Passage for review:
A realistic use case is running a code-writing agent, an audit agent, and a test-writing agent on the same codebase simultaneously. Each works in its own worktree branch. Their outputs are then merged and evaluated. This is different from sequencing these agents serially (write, then audit, then test) and different from running a single agent that does all three. Parallel specialised agents can potentially surface conflicts earlier, work faster on large codebases, and produce outputs that are more coherent within each specialisation rather than compromised by context-switching. Whether this holds up in practice across a range of codebases and task types is what Scion is meant to help researchers test.

Scion is explicitly experimental. Google describes it as a testbed and research platform, not production infrastructure. The gap between “research testbed” and “production deployment” for agent infrastructure is large: error handling, observability, cost controls, and rollback mechanisms are all concerns that a testbed can defer but a production deployment cannot. Treat it as a way to think through what the right architecture looks like, not as a ready-to-deploy system.

Data excerpts:
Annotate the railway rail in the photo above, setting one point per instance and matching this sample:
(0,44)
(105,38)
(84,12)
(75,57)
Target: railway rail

Activity:
Write the next part of the passage on Google's Scion agent testbed, starting right after its final sentence. The material has nothing to do with the work that comes next.

Task response:
The agent coordination problem is now being treated as an infrastructure problem by a major lab. When the dominant framing was that coordination happens through natural language in a shared context window, the responsibility for correctness sat with the model. When coordination happens through containers, git worktrees, and credential isolation, the responsibility shifts to the infrastructure layer, where it is easier to audit, constrain, and reason about formally. That framing is more durable than any specific tool.